**Task objective**
Count the lines of the records below that contain the string "green", with uppercase and lowercase treated as distinct, and give only that number.

**Records for processing**
--------

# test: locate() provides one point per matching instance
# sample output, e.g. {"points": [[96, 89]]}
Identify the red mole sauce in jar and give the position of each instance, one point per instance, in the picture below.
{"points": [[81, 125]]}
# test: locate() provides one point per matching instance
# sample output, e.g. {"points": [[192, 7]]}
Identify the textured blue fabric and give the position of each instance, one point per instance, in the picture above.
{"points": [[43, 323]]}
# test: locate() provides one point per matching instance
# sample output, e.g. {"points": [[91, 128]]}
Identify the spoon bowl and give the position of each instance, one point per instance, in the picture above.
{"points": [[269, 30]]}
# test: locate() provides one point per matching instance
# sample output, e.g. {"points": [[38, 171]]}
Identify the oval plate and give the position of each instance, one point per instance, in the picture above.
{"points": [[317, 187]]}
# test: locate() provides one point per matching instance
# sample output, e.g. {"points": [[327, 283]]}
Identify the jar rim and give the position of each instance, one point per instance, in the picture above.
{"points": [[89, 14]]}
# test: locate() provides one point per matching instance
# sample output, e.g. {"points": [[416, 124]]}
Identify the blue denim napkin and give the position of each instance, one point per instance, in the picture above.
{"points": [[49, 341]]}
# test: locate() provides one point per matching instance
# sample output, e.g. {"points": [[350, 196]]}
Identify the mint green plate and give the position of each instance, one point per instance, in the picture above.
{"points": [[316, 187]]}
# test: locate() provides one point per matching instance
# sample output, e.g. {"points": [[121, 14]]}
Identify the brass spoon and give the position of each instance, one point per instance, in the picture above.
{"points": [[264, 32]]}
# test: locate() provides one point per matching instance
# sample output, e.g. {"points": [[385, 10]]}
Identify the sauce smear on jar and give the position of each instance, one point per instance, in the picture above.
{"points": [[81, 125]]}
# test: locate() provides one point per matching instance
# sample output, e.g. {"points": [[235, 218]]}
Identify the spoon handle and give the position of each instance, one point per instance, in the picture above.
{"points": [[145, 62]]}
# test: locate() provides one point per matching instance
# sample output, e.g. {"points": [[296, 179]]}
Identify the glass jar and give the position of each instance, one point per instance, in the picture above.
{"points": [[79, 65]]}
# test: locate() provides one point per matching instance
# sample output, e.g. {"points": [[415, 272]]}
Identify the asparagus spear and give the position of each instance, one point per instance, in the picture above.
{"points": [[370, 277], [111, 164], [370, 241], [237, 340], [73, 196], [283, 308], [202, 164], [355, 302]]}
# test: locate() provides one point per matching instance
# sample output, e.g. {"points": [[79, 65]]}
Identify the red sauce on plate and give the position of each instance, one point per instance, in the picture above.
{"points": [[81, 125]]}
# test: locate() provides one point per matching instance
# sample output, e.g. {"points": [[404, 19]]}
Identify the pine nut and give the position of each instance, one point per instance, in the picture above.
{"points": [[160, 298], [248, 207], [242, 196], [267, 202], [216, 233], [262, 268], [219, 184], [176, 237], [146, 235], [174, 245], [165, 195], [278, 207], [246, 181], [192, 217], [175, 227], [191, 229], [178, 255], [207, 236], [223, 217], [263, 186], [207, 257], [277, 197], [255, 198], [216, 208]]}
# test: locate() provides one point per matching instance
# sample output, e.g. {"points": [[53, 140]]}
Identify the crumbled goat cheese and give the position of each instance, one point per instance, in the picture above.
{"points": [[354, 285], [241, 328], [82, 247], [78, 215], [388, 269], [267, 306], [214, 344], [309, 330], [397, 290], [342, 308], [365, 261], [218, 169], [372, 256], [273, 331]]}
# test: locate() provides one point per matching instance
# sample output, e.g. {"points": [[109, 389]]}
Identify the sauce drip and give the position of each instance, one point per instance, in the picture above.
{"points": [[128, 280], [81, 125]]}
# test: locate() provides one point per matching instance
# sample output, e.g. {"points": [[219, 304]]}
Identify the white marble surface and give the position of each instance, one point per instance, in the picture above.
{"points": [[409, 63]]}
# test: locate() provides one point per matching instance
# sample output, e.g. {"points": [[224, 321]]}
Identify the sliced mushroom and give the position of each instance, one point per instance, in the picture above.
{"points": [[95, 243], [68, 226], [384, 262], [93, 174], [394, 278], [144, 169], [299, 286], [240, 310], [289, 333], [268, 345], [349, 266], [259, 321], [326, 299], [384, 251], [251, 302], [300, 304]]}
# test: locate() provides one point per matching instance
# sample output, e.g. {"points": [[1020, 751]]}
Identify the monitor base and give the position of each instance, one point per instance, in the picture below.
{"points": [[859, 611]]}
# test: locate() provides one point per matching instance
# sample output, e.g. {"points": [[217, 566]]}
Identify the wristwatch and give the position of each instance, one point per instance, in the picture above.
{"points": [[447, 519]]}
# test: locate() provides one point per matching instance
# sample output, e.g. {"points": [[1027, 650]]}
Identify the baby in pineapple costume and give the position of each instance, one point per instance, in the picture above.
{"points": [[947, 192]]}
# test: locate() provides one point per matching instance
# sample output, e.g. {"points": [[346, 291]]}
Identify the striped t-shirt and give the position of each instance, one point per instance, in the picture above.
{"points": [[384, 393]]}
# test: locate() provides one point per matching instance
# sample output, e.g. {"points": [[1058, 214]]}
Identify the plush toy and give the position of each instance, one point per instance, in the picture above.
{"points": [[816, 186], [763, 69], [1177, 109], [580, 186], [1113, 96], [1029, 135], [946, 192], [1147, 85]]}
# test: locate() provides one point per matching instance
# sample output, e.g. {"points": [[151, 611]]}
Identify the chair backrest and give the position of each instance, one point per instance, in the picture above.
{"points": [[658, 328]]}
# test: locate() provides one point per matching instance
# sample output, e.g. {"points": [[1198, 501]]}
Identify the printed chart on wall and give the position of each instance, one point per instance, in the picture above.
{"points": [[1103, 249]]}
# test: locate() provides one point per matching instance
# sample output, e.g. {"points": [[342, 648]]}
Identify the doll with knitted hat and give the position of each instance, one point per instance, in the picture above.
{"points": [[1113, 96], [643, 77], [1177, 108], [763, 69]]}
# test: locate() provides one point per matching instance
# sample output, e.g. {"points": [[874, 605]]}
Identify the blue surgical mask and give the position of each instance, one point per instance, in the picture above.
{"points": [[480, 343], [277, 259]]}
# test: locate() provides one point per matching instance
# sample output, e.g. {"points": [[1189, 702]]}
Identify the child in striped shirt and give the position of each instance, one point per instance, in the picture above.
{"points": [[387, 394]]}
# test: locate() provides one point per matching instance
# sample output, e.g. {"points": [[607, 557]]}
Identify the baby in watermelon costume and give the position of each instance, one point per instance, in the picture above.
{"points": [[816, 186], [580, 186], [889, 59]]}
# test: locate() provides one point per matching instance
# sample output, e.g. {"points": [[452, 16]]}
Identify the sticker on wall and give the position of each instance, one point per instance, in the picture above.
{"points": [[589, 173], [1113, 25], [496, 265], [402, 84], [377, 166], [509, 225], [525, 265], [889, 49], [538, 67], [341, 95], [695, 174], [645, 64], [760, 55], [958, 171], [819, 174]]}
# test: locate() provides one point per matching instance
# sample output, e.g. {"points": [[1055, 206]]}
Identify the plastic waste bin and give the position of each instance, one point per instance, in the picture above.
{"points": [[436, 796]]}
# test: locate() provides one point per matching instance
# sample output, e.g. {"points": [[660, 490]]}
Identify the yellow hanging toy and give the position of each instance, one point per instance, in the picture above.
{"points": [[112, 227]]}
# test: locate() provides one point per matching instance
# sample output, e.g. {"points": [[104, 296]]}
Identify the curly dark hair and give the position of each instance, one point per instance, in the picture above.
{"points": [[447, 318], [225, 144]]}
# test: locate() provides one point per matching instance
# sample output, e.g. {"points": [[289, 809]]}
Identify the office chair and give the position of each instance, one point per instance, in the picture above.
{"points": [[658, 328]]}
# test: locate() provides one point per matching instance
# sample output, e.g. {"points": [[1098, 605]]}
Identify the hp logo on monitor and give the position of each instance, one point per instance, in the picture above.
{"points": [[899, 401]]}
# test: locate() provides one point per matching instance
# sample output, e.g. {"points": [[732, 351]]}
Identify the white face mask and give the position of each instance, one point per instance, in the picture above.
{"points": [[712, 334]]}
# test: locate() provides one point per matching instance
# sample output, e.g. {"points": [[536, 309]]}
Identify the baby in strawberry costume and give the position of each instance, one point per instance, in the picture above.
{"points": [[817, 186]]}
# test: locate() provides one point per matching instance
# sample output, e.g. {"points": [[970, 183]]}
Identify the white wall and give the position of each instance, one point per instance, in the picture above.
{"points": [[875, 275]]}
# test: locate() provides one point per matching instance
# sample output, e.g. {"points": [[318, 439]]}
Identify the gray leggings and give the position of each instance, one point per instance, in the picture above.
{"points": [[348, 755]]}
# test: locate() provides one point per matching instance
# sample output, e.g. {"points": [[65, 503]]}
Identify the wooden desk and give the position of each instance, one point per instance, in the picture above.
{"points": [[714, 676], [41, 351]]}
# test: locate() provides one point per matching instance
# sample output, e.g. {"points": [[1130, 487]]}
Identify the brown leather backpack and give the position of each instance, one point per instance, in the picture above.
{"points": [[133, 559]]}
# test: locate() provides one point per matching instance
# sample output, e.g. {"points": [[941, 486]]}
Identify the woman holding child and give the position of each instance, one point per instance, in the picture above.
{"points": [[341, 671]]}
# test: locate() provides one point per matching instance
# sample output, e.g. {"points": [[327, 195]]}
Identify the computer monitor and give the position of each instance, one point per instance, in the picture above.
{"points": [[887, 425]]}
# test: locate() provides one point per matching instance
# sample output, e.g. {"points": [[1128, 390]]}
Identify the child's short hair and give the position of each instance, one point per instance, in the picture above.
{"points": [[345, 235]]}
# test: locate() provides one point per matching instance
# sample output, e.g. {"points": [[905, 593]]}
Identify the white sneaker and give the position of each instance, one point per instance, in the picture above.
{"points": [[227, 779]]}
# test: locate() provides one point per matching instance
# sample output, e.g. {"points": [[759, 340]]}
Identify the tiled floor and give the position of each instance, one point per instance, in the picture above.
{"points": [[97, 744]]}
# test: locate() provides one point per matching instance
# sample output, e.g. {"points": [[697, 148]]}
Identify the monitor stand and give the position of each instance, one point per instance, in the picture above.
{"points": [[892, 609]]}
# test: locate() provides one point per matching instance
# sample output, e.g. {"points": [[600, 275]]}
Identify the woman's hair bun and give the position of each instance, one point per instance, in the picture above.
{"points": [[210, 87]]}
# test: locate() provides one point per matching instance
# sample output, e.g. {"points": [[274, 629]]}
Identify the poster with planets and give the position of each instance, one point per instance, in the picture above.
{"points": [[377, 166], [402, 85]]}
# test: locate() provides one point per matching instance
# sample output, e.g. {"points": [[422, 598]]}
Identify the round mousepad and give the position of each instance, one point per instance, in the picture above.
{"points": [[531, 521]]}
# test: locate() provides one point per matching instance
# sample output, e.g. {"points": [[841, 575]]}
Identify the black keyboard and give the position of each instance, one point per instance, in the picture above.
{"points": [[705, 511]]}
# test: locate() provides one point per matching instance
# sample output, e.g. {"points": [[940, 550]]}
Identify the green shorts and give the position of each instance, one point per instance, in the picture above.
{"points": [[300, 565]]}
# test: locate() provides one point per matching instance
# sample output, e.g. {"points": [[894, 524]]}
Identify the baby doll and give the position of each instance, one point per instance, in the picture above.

--------

**Task output**
2